MATERIALS PROVIDED:
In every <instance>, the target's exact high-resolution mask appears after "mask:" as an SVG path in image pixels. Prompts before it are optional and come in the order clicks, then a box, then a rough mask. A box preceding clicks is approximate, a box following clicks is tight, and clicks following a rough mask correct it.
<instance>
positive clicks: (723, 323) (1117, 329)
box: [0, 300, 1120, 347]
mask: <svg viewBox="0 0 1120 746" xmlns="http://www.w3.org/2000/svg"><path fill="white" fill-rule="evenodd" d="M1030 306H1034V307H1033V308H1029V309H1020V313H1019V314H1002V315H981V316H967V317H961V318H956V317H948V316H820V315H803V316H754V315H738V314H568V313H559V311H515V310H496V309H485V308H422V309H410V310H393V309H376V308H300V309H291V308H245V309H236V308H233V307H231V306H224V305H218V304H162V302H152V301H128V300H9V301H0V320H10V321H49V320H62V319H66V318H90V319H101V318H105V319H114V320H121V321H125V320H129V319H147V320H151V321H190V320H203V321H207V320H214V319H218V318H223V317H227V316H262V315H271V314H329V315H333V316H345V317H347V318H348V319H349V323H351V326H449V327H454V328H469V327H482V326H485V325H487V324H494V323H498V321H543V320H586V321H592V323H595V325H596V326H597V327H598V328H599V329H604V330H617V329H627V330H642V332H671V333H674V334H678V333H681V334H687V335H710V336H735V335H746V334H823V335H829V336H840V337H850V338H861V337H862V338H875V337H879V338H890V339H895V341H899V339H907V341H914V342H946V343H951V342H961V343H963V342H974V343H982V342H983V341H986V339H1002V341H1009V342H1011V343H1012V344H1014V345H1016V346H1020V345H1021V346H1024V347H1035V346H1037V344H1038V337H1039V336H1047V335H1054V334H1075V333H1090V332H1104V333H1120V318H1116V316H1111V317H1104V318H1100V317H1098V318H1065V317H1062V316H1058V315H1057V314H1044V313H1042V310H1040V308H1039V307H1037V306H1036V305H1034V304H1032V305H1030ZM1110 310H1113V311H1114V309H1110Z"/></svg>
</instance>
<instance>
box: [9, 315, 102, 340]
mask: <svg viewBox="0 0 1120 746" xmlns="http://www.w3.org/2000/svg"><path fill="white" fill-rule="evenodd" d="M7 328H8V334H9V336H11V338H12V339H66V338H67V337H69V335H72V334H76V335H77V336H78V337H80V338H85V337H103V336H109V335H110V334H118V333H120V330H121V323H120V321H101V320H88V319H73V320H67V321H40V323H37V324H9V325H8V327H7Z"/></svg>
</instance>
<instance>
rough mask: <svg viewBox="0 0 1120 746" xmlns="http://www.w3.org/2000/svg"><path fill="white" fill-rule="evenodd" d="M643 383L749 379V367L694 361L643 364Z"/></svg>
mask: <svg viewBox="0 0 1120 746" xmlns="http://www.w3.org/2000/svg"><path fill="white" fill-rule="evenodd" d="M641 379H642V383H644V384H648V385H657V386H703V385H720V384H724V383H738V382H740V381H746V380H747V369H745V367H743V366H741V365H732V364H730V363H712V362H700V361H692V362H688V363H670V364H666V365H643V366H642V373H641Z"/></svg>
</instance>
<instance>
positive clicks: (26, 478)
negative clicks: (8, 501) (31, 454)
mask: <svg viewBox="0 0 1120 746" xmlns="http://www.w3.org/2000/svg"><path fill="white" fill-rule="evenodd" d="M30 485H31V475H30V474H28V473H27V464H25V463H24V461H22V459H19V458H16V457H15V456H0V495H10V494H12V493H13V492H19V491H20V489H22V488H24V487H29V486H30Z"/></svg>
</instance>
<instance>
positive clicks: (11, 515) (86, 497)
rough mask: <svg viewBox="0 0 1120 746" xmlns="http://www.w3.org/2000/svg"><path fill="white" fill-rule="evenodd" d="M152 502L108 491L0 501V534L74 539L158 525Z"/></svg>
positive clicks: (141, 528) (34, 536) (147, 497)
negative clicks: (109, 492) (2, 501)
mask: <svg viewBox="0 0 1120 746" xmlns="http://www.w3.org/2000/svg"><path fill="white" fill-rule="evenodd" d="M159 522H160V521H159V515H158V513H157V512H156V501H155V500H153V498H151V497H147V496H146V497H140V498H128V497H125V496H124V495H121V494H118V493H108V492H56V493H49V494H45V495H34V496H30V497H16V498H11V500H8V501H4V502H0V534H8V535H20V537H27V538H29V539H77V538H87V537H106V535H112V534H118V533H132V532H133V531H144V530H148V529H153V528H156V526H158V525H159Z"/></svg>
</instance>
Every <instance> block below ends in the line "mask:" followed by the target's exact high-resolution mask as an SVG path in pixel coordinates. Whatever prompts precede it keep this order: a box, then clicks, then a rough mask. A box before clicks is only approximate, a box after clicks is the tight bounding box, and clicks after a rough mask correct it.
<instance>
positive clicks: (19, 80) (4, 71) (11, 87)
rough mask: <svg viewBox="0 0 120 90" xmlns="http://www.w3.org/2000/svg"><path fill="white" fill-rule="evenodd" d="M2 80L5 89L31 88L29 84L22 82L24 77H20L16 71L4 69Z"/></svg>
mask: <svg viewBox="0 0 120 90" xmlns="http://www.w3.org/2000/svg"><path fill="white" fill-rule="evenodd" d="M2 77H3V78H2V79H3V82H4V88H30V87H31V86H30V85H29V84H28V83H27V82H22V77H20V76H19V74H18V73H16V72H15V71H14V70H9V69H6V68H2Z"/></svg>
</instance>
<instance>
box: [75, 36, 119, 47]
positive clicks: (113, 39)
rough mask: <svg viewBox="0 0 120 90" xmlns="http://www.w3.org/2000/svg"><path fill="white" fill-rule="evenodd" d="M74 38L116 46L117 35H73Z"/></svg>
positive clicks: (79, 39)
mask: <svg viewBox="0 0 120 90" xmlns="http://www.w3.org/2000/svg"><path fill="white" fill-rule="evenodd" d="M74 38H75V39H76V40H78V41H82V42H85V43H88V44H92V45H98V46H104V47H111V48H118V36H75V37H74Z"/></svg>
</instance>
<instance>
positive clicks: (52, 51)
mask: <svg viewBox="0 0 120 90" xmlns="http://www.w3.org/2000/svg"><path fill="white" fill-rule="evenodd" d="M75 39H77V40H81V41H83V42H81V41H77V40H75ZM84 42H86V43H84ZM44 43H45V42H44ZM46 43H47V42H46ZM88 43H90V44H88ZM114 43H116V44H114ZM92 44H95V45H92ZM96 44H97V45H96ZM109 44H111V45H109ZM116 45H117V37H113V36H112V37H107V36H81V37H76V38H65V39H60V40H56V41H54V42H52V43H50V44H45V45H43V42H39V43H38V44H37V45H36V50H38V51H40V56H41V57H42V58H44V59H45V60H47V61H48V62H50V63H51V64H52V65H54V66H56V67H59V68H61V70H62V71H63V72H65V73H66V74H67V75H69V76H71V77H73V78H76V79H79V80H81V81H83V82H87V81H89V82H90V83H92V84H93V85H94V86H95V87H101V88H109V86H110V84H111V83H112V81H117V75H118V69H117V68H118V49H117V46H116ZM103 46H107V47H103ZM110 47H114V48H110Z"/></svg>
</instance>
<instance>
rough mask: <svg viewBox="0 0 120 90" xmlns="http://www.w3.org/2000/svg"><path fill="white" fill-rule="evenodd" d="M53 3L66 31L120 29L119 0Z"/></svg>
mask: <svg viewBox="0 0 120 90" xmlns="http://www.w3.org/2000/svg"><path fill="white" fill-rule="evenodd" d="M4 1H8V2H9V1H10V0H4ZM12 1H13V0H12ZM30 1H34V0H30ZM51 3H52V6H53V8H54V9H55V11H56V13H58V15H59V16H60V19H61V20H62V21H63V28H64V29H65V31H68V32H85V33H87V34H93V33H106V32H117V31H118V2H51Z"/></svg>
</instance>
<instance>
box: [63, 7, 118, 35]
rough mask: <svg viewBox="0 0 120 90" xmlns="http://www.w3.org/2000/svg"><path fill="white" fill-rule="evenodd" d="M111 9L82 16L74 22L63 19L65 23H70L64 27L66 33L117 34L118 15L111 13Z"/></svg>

EXERCISE DETAILS: Write out the lines from the first one through the line containing "box: [0, 300, 1120, 347]", both included, keeping each character unchanged.

WORKED SOLUTION:
In every <instance>, the target's exact high-resolution mask appears after "mask:" as an SVG path in image pixels. Prompts before it are optional and come in the order clicks, then a box, then a rough mask. A box preceding clicks is approximate, a box following clicks is tight, and clicks following a rough mask correct it.
<instance>
positive clicks: (723, 323) (1117, 329)
box: [0, 300, 1120, 347]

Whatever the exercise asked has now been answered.